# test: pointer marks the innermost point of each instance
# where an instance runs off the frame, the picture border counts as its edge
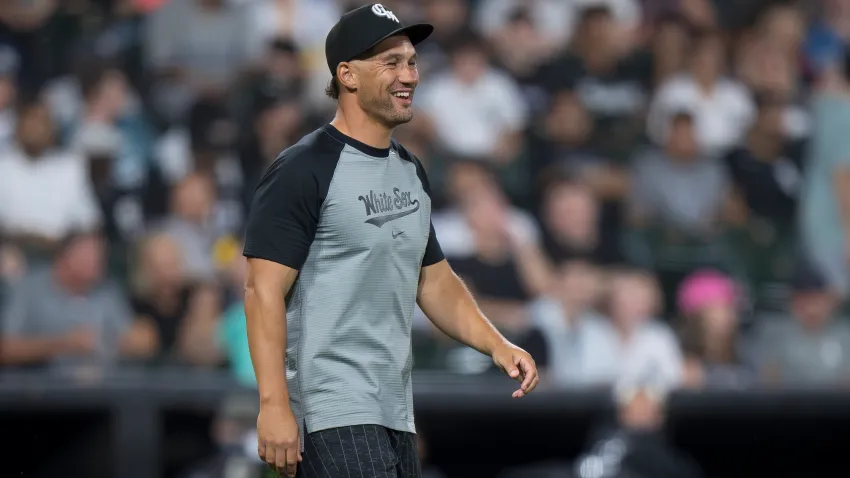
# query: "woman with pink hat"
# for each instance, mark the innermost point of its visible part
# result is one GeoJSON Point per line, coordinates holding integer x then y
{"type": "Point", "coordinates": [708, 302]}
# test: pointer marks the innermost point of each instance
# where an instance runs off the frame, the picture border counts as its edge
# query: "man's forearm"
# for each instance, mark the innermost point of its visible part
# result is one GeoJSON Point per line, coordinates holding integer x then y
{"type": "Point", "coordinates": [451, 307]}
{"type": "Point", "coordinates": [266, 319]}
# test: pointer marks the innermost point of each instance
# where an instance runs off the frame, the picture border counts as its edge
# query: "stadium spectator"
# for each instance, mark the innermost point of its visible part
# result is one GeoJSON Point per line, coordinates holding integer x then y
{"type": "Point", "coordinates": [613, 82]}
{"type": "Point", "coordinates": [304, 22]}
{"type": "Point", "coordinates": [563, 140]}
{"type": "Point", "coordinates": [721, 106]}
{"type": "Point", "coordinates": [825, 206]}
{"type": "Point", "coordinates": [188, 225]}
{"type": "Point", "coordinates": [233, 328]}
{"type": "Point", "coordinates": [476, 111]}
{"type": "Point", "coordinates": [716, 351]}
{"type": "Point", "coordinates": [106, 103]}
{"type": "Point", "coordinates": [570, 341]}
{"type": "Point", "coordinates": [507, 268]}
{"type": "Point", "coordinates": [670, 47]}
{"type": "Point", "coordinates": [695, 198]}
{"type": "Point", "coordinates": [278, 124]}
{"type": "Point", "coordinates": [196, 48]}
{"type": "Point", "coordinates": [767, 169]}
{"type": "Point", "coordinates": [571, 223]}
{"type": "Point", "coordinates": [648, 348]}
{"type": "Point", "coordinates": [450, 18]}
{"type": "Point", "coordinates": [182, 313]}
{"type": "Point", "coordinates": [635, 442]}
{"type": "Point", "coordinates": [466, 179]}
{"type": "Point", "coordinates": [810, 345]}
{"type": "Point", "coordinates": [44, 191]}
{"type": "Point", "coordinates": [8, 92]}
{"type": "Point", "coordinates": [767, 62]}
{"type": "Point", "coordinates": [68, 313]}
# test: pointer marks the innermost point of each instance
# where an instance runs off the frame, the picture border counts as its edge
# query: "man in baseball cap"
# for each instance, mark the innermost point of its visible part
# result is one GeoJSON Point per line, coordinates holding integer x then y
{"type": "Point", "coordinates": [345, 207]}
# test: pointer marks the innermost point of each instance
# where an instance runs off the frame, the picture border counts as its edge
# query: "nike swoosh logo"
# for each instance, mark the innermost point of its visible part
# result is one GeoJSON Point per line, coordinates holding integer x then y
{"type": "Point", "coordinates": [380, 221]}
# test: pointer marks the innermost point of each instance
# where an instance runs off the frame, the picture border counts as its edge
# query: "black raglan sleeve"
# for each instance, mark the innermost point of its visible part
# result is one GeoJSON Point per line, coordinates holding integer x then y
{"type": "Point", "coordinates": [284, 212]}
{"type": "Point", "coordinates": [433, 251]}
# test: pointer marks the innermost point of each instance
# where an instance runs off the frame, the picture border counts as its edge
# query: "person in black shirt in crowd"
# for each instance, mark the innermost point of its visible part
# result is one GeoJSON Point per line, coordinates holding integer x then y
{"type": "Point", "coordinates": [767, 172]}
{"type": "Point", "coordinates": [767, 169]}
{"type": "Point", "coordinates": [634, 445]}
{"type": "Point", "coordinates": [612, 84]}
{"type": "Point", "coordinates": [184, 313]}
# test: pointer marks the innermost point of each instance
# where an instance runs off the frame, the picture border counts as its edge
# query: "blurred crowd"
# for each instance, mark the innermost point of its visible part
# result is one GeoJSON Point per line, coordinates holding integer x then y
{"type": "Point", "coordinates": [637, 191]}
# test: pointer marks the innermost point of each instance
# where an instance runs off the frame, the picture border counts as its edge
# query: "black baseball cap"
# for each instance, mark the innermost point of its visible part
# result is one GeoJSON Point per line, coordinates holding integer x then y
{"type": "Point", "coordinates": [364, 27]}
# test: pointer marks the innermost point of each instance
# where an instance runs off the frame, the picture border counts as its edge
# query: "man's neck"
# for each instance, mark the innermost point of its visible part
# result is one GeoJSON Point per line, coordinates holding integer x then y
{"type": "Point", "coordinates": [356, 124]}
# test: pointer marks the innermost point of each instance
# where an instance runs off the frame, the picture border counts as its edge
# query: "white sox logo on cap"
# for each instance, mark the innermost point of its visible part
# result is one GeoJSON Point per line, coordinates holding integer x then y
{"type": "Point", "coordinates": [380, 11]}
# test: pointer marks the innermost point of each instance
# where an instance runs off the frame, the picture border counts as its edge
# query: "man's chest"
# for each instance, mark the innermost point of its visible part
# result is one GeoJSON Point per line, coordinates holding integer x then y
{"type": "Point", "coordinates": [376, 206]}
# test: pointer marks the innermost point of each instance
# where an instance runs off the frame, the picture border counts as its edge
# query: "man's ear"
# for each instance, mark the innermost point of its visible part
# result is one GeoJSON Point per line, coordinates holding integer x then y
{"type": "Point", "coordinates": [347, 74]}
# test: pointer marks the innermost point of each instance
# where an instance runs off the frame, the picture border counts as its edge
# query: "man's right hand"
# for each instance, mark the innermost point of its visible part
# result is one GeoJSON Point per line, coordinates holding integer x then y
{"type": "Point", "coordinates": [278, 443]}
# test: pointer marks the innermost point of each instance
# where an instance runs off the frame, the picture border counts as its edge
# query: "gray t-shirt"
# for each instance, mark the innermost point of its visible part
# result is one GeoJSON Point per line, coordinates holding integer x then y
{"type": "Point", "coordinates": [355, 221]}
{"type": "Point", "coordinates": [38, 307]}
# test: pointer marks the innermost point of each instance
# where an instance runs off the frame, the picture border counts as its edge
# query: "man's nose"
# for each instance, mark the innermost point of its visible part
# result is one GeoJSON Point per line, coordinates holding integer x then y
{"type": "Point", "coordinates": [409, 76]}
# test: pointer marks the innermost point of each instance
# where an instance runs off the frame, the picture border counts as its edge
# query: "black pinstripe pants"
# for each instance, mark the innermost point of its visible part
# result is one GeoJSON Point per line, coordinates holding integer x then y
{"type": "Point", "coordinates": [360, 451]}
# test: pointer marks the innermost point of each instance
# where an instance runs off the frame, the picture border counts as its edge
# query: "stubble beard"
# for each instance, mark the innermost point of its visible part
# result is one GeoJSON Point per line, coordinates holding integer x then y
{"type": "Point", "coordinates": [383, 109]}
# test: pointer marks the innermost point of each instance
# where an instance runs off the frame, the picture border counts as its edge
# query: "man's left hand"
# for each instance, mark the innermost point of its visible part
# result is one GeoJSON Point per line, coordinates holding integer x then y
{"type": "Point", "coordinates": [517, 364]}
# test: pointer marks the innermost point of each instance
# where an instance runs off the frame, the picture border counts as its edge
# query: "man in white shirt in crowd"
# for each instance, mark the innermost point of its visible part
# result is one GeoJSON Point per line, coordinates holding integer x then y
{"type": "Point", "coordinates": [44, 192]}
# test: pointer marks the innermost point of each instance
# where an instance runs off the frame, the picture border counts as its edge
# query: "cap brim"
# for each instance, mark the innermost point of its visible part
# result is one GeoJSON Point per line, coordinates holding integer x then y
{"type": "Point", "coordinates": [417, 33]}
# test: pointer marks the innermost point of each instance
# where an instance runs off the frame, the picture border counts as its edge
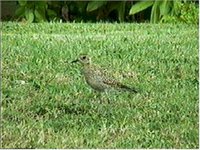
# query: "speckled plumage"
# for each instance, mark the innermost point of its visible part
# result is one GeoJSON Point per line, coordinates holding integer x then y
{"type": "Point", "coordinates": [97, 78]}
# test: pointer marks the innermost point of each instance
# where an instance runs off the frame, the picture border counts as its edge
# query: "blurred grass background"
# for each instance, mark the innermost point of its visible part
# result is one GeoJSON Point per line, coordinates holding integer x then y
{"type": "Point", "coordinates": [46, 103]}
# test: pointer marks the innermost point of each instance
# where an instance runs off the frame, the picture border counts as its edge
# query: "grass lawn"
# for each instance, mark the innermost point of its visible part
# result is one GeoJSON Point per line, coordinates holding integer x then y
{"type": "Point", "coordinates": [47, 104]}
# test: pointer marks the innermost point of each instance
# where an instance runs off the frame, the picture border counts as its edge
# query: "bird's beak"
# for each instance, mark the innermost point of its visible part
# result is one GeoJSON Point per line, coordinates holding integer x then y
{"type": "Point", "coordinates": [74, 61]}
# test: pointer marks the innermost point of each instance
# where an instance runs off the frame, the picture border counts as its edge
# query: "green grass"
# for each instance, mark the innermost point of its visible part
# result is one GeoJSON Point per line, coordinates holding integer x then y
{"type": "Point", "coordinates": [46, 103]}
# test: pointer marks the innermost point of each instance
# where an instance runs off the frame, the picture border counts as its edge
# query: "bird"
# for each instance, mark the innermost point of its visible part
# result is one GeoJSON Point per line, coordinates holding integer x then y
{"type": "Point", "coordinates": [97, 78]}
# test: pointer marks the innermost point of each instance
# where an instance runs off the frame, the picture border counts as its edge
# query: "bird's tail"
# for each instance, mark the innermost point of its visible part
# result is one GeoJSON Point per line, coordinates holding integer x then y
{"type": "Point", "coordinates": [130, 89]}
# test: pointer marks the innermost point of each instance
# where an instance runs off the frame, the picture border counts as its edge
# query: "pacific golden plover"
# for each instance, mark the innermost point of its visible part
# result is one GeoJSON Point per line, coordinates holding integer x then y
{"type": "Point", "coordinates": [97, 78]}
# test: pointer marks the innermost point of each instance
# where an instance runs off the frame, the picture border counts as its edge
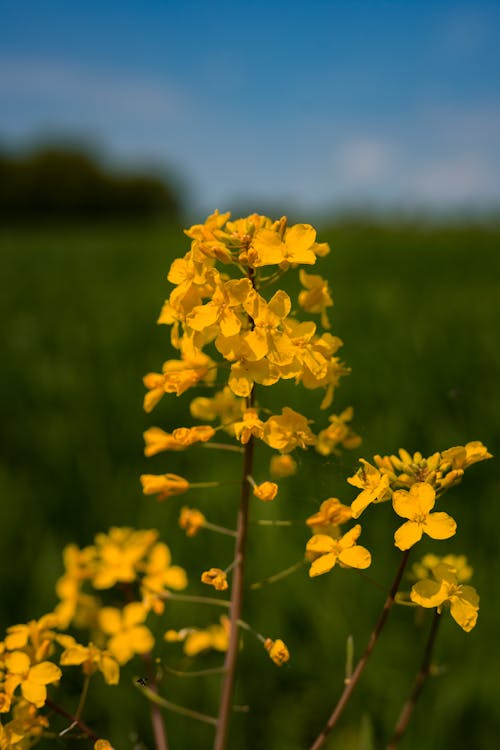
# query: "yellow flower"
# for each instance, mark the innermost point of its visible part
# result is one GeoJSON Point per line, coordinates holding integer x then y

________

# Action item
Make a copy of each line in the records above that has the word "crowd".

# Task solution
# query: "person in black shirt in crowd"
# query: "blurred crowd"
# query: "man in white shirt in crowd"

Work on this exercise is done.